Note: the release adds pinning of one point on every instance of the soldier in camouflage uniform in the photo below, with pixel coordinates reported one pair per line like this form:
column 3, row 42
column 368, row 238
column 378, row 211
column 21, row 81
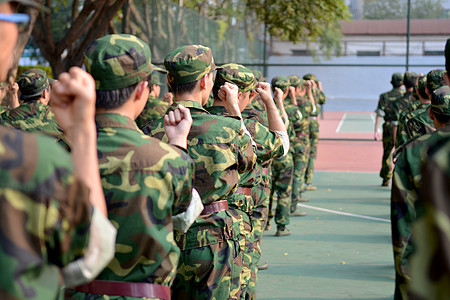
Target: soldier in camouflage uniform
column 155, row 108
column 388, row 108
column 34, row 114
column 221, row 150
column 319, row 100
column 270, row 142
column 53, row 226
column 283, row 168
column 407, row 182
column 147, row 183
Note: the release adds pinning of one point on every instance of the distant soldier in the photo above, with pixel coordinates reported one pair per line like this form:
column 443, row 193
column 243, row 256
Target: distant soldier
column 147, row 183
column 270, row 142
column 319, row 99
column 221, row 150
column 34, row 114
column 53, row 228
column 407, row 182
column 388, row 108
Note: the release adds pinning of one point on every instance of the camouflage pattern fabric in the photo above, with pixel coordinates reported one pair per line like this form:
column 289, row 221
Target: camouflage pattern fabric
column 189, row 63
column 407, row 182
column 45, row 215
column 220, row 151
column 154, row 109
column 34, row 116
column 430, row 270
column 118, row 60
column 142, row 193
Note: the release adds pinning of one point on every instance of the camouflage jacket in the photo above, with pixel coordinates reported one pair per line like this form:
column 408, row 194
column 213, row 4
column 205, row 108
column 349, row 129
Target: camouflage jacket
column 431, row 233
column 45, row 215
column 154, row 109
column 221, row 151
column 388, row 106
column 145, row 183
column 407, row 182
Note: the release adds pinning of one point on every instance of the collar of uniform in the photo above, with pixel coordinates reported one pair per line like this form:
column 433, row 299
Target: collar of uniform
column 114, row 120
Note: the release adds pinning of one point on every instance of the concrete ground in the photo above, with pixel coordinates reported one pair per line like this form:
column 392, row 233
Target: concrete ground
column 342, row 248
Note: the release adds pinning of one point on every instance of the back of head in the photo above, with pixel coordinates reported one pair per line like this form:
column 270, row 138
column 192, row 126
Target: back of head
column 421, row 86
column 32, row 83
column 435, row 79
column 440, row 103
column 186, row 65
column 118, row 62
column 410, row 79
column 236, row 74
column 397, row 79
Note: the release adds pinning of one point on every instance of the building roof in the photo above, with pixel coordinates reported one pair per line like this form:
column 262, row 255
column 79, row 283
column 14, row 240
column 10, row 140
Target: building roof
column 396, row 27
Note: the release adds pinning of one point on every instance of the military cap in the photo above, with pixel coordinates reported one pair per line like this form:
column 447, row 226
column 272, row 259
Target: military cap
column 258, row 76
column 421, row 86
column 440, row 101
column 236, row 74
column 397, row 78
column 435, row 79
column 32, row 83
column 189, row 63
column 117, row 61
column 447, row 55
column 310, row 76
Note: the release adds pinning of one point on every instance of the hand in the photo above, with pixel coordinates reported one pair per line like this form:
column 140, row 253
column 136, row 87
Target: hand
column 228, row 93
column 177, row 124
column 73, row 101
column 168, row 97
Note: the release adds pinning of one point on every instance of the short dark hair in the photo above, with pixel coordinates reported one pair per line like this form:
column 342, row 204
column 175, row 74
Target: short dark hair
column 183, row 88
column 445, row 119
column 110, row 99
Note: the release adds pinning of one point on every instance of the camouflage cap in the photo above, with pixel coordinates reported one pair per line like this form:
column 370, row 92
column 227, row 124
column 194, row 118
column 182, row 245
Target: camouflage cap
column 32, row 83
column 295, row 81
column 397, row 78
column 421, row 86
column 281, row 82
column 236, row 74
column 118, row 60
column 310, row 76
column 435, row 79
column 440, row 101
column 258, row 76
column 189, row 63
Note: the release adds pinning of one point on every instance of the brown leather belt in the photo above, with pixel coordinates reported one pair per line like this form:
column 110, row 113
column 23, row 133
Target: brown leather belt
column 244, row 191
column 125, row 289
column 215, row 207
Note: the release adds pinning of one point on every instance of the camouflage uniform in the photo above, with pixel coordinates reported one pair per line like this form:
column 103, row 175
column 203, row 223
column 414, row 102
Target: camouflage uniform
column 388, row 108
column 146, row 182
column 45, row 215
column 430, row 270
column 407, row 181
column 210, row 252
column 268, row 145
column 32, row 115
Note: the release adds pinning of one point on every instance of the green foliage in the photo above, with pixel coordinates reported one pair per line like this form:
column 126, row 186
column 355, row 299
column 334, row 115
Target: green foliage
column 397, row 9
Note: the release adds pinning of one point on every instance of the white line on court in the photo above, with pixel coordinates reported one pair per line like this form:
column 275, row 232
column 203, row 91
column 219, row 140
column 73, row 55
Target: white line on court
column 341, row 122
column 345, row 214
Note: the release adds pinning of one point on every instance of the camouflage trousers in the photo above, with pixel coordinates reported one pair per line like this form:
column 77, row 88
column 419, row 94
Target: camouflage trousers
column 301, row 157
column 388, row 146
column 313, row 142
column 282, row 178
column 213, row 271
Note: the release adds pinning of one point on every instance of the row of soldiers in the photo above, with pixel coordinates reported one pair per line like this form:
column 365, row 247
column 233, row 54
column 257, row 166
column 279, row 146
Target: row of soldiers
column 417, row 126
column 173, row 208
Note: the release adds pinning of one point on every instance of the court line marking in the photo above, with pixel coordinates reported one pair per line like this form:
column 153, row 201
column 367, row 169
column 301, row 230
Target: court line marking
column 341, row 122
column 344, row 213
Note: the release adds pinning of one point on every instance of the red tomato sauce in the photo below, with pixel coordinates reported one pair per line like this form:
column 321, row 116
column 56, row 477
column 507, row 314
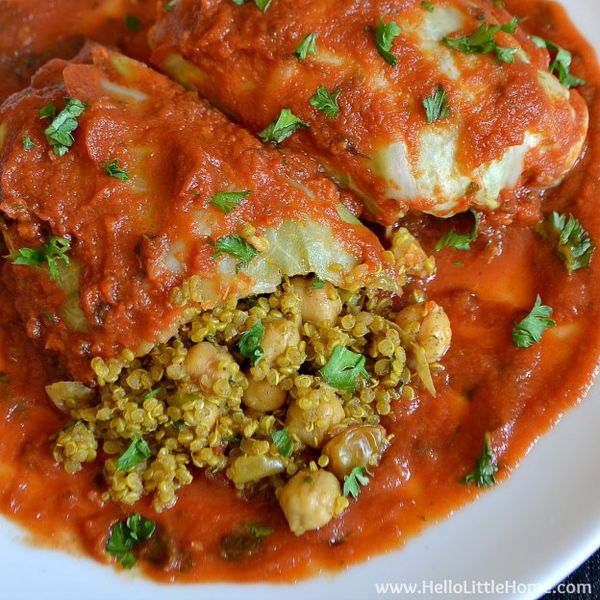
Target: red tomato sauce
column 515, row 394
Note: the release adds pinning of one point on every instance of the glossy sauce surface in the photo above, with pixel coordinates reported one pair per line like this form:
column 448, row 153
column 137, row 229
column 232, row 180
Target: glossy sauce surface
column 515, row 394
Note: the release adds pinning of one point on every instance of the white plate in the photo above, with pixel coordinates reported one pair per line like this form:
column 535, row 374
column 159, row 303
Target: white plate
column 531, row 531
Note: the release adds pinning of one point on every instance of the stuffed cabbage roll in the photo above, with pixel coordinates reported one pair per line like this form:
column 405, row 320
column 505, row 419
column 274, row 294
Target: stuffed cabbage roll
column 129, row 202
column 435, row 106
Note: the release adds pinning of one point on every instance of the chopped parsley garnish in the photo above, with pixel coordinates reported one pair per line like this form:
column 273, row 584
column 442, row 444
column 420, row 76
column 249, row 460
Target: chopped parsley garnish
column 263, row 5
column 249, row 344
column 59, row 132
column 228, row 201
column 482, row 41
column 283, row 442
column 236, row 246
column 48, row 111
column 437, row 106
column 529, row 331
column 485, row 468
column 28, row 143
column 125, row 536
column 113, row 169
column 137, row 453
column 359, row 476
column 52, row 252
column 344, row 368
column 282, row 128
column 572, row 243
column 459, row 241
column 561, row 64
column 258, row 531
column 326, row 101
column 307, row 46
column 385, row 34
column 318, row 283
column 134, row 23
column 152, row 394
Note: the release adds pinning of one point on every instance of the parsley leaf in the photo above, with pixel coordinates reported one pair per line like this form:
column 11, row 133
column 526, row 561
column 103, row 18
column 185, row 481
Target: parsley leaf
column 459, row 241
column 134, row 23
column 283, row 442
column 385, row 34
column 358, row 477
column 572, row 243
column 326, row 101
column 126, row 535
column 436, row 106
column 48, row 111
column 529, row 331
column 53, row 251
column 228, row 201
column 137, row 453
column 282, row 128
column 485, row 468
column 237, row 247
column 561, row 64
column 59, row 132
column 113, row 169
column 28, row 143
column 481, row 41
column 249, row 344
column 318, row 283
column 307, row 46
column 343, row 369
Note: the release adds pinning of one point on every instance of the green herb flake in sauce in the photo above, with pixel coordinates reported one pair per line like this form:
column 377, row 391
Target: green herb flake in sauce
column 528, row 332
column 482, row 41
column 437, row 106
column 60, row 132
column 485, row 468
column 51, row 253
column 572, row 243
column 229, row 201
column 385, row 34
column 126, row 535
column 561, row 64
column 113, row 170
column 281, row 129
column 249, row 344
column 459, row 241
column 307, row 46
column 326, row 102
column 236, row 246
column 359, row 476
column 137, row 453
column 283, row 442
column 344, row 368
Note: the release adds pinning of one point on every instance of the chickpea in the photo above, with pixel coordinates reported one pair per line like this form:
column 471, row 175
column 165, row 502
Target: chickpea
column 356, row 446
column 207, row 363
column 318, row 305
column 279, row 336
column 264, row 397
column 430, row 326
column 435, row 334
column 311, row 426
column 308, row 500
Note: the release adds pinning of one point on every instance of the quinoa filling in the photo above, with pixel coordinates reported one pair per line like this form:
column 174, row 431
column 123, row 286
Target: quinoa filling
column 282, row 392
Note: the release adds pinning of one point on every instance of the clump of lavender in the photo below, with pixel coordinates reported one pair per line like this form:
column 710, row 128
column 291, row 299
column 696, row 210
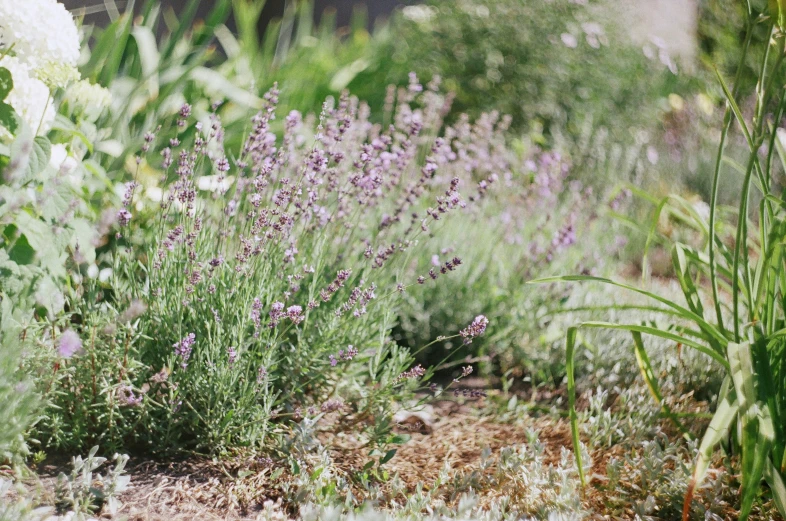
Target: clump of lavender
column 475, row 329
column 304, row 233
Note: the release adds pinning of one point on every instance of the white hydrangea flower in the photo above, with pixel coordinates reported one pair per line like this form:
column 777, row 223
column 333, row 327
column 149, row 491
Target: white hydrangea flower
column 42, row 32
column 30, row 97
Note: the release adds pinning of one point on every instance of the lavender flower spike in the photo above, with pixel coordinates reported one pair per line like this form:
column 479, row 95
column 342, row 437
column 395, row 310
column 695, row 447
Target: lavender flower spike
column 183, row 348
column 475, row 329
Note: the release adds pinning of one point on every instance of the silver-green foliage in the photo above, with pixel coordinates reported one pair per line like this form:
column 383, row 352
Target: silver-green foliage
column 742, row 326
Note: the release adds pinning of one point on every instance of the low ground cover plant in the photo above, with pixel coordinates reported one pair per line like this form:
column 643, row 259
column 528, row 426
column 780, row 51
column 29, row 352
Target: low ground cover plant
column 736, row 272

+++++

Goal of the exercise:
In the listing above, start at the line with "column 153, row 201", go on through the line with "column 56, row 477", and copy each of those lines exactly; leave out all the rest.

Final answer:
column 153, row 201
column 367, row 169
column 301, row 230
Target: court line marking
column 341, row 122
column 344, row 213
Note: the release adds pinning of one point on every instance of the red tomato sauce in the photo below, with pixel coordinates reported one pair per line like this form:
column 321, row 116
column 56, row 477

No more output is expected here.